Continue the passage below on arbitration law in India from the point where it stops.

• _EXCERPTED TEXT_
┄┄┄┄┄┄

Law, in general, encourages disputed parties to resolve their issues without approaching the Court. This can be done either by mutual agreement or by negotiation or mediation. When such a settlement is done with the formalities of a judicial adjudication, it can be termed as “Arbitration”. Arbitration means the acceptance of the parties to submit their dispute to the judgement of a third person, where such third person is known as “Arbitrator”. The Arbitration and Conciliation Act of 1996 is the law that governs Arbitration and Conciliation proceedings in India. It intends to cover both domestic and international commercial arbitration and conciliation. Arbitral Award has been defined in Section 2(1)(c) of the Act as an Arbitral Award that would also include an interim award. Section 31 of the Act gives a detailed description of the Arbitral Award passed by an Arbitrator.

Place of Arbitration

Section 2(2) of the Act says that Part I of the act applies where the place of arbitration is in India. The Section was amended in 2015 whereby a proviso was added that stated that the provisions of Section 9, 27, and 37(1)(a) and (3) would apply to international commercial arbitration even if the place of arbitration is outside India.There are three sets of rules that are applicable to an Arbitration, namely, proper law of contract, proper law of arbitration agreement (lexarbitri), and proper law of conduct of arbitration (lexfori/curial law). In Yograj Infrastructure Ltd vs. Ssang Yong Engg and Construction Co Ltd (2011), the Supreme Court held that when parties, by mutual consent, agree to conduct arbitration proceedings according to the Singapore International Arbitration Centre Rules (SIAC Rules), then the SIAC Rules would be lexfori or curial law of arbitration proceedings.

┄┄┄┄┄┄

• _INPUT DATA_
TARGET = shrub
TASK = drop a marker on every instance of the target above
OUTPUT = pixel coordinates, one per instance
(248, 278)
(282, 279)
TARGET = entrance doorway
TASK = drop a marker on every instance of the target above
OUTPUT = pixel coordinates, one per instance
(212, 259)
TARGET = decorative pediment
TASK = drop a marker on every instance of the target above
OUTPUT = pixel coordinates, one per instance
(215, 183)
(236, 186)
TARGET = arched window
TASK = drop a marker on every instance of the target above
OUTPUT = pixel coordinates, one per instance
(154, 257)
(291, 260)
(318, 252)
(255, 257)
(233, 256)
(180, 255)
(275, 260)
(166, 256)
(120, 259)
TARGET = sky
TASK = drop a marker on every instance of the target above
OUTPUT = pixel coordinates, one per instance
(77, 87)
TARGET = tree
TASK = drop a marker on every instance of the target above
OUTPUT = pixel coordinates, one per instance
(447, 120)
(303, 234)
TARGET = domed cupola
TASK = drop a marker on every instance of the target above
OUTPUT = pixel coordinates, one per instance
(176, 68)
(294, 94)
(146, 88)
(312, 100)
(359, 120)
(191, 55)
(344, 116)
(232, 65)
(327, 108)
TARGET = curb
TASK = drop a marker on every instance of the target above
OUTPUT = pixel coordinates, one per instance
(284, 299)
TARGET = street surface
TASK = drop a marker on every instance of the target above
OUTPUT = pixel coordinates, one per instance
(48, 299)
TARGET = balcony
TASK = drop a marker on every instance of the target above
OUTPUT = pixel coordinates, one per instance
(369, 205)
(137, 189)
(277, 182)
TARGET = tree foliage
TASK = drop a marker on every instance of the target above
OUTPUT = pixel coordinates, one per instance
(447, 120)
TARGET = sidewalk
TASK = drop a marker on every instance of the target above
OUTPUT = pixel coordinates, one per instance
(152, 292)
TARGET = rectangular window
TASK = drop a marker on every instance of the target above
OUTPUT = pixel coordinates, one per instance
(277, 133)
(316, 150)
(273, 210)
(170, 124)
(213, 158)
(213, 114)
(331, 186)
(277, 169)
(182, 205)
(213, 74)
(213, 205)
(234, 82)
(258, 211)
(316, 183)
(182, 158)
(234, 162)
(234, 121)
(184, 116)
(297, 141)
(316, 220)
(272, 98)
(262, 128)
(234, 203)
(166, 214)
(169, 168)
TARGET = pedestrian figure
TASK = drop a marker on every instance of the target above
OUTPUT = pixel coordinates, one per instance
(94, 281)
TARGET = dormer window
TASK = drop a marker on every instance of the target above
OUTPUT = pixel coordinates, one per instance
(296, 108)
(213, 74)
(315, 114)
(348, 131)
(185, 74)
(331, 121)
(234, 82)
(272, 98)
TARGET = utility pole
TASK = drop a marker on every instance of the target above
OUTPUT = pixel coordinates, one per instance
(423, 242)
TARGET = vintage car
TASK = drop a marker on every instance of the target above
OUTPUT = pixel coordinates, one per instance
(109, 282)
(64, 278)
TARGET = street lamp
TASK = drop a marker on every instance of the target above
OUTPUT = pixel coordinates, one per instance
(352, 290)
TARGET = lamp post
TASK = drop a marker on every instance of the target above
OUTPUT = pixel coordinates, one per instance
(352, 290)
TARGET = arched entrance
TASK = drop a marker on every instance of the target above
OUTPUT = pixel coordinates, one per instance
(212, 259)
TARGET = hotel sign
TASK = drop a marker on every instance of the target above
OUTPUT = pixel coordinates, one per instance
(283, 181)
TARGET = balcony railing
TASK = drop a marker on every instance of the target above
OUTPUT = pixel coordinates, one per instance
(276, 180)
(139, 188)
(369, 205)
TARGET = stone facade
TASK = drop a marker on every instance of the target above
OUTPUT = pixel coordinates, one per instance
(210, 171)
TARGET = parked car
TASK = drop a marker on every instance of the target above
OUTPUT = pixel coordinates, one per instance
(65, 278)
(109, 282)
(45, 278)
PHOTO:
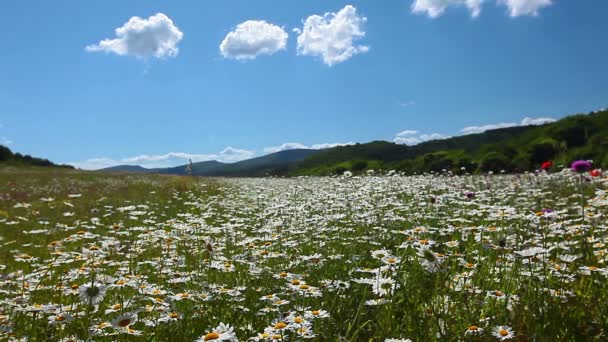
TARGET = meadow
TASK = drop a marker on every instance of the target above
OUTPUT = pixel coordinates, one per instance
(121, 257)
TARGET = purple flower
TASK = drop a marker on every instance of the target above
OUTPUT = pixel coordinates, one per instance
(581, 166)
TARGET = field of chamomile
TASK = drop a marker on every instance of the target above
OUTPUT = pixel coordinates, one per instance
(87, 256)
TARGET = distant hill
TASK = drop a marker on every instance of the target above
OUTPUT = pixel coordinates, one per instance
(126, 168)
(7, 157)
(274, 163)
(513, 149)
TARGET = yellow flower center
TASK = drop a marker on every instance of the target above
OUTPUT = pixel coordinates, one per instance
(211, 336)
(124, 322)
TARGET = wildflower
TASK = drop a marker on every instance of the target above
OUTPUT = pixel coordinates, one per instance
(581, 166)
(474, 330)
(92, 293)
(223, 332)
(503, 332)
(124, 321)
(595, 173)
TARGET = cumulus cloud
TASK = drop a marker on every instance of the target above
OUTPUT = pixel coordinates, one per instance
(5, 141)
(410, 137)
(156, 36)
(518, 8)
(407, 104)
(435, 8)
(227, 155)
(538, 121)
(332, 36)
(298, 146)
(252, 38)
(406, 132)
(525, 122)
(480, 129)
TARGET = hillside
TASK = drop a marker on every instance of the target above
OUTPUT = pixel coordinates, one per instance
(514, 149)
(274, 163)
(7, 157)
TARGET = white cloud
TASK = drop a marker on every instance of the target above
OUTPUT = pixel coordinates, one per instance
(297, 146)
(252, 38)
(406, 132)
(406, 140)
(231, 154)
(525, 122)
(95, 163)
(480, 129)
(407, 104)
(332, 36)
(285, 147)
(330, 145)
(525, 7)
(408, 137)
(5, 141)
(227, 155)
(432, 136)
(538, 121)
(516, 8)
(435, 8)
(156, 36)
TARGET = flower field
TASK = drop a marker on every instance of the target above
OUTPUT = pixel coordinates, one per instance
(88, 256)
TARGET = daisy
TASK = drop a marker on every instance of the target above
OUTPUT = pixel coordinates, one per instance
(223, 332)
(124, 321)
(503, 332)
(92, 293)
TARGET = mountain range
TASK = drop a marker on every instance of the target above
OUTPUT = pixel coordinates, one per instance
(512, 149)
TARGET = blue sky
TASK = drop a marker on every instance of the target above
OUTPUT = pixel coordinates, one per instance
(231, 79)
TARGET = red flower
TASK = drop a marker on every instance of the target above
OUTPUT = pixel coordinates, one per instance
(546, 165)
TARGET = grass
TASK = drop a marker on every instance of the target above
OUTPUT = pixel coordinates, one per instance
(344, 258)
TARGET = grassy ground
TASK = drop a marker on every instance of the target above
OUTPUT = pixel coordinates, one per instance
(158, 258)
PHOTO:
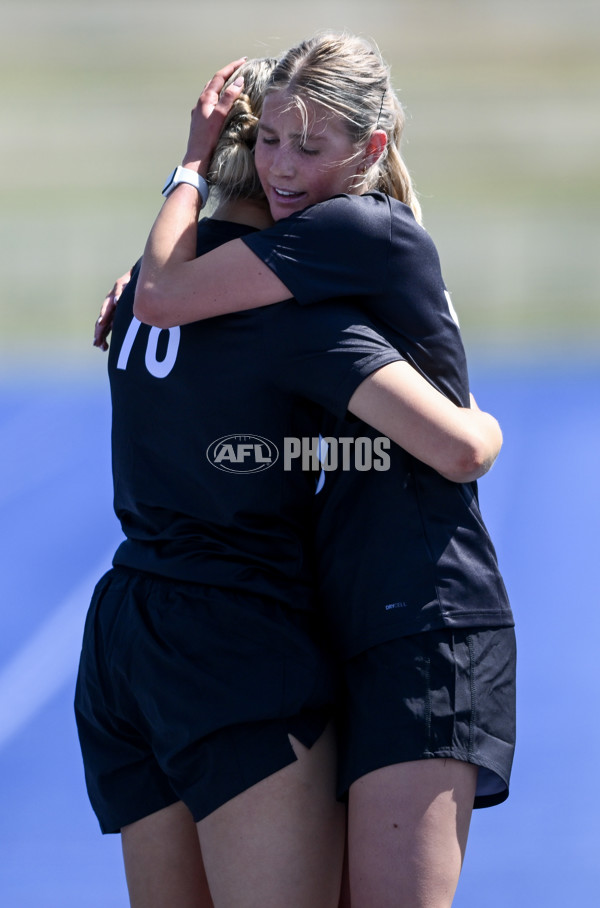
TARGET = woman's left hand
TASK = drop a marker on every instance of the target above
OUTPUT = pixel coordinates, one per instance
(208, 117)
(103, 325)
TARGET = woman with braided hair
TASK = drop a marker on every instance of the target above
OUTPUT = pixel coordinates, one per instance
(407, 573)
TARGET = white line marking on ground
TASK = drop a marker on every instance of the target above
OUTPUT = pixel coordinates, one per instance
(47, 661)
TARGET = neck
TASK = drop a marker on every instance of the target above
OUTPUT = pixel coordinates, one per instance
(244, 211)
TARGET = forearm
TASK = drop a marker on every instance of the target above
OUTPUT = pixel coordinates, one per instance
(459, 443)
(171, 246)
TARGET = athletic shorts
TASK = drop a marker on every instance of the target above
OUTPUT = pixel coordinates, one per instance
(186, 692)
(445, 694)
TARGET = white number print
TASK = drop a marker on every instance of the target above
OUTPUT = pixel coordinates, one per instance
(451, 309)
(159, 368)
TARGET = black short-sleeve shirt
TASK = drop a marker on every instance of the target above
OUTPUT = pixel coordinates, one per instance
(404, 550)
(202, 415)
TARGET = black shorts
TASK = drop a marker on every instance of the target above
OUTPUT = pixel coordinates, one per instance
(189, 693)
(447, 693)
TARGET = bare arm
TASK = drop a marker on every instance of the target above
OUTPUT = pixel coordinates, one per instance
(175, 287)
(460, 443)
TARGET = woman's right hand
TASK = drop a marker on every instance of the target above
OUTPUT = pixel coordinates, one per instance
(103, 325)
(208, 117)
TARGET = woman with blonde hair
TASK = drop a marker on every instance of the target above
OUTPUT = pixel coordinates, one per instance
(408, 576)
(205, 686)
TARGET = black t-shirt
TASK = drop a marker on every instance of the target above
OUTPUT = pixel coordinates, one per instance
(403, 550)
(202, 415)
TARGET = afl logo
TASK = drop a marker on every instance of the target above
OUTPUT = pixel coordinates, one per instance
(242, 453)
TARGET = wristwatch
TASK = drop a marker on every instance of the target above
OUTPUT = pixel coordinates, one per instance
(185, 175)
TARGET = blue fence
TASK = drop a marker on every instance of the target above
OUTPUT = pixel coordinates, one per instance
(541, 502)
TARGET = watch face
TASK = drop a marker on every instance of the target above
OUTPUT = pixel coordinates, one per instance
(170, 179)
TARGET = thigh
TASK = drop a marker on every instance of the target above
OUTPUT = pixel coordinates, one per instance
(447, 694)
(280, 842)
(163, 861)
(407, 832)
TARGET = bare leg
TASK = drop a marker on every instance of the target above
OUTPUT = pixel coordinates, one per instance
(281, 842)
(408, 826)
(163, 863)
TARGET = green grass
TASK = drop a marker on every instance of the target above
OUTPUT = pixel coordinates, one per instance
(502, 138)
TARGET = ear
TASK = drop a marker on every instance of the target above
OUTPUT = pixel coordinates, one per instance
(375, 147)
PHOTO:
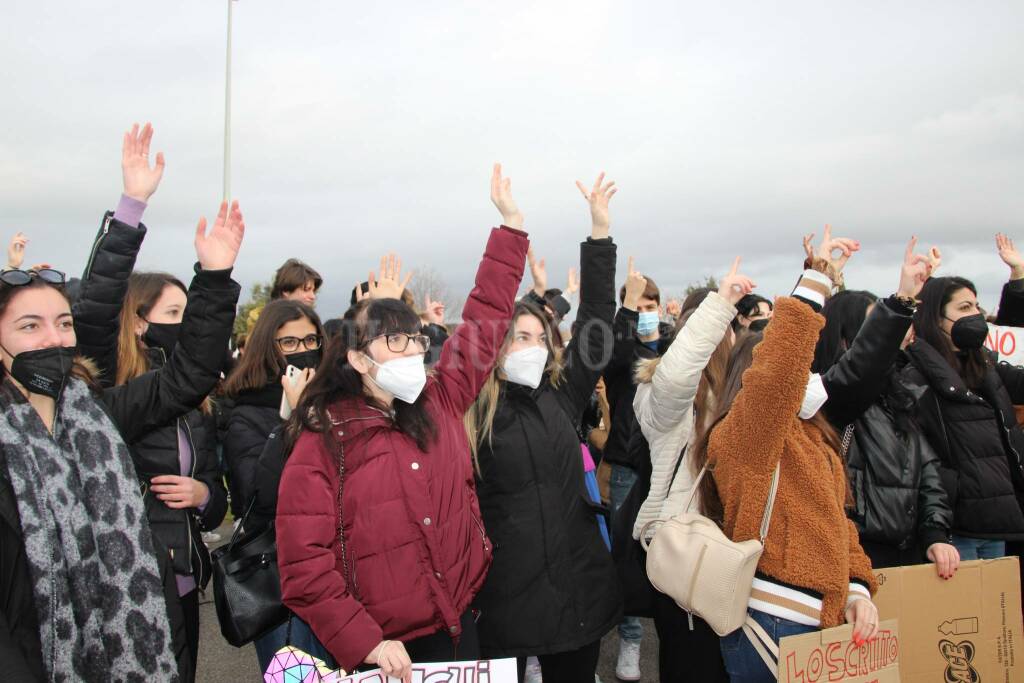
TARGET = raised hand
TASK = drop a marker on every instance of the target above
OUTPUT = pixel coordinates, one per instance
(433, 311)
(15, 250)
(390, 285)
(538, 271)
(140, 180)
(598, 199)
(734, 287)
(501, 195)
(914, 271)
(635, 286)
(572, 286)
(1010, 256)
(217, 249)
(825, 257)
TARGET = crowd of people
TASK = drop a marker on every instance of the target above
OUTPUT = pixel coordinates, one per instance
(445, 492)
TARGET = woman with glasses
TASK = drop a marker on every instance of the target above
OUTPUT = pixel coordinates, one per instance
(380, 543)
(86, 591)
(287, 333)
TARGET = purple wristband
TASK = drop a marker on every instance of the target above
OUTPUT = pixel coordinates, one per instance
(129, 211)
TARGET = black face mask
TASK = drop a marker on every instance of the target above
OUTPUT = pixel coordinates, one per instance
(163, 336)
(969, 332)
(44, 371)
(304, 359)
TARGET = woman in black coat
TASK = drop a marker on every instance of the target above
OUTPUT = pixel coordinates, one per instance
(135, 408)
(552, 590)
(899, 506)
(965, 406)
(133, 326)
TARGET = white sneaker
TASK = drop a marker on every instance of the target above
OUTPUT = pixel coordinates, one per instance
(628, 668)
(532, 674)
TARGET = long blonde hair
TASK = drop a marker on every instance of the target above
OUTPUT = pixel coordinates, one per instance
(479, 419)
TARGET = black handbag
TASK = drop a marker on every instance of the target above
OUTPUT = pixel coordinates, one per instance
(247, 586)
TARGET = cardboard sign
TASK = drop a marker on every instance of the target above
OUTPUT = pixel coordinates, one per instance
(1007, 342)
(832, 655)
(966, 629)
(485, 671)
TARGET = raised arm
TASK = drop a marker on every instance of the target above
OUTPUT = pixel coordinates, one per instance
(591, 347)
(104, 283)
(471, 352)
(1011, 311)
(674, 385)
(855, 381)
(193, 370)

┄┄┄┄┄┄

• _FINAL ANSWER_
CONCEPT OF INTERIM INJUNCTION UNDER SECTION 9

Courts are empowered to issue interim orders before, during, or after the arbitration proceedings under Section 9 of the Act. However, the power cannot be exercised which would, in turn, amount to grant of the relief sought in the arbitration itself. In Priyadarshi Cements Ltd vs. A. P. Gas Power Corpn Ltd 2003), a plea of injunction to stay disconnection of electricity was not allowed because the disconnection was due to non-payment and no justification was provided by the petitioner.

When understanding about interim injunction in proceedings outside India, we can refer to two important decisions, one, the Delhi High Court’s view in Olex Foeas Pty Ltd vs. Skoda export Co. Ltd (2000), and two, the Supreme Court’s observation in Bhatia International vs. Bulk Trading S. A. (2002). In both the cases, it was held that the courts have jurisdiction and powers to grant interim relief in appropriate cases even if the proceedings are held out if India. This is valid unless such application is expressly or impliedly excluded. This power, the Courts viewed, is necessary to strengthen the effectiveness and efficacy of the arbitration proceedings.

THE LEGAL BATTLE BETWEEN FUTURE RETAIL LIMITED AND AMAZON

The tussle between the Future Retail Limited ( FRL), Reliance and Amazon has triggered the Courts to exhaustively interpret the provisions under the Arbitration and Conciliation Act, 1996. This case is a much anticipated one because it would have an intense impact on the Arbitration Law in India. The meaning of Arbitral Award, explanation of Section 9, role of International Arbitration Centres, and the validity of Emergency Arbitration Awards are some of the crucial aspects of the case. The case also considers the role of a company on another under various laws and regulations. Let us brief understand the facts of the case (FRL vs. Amazon).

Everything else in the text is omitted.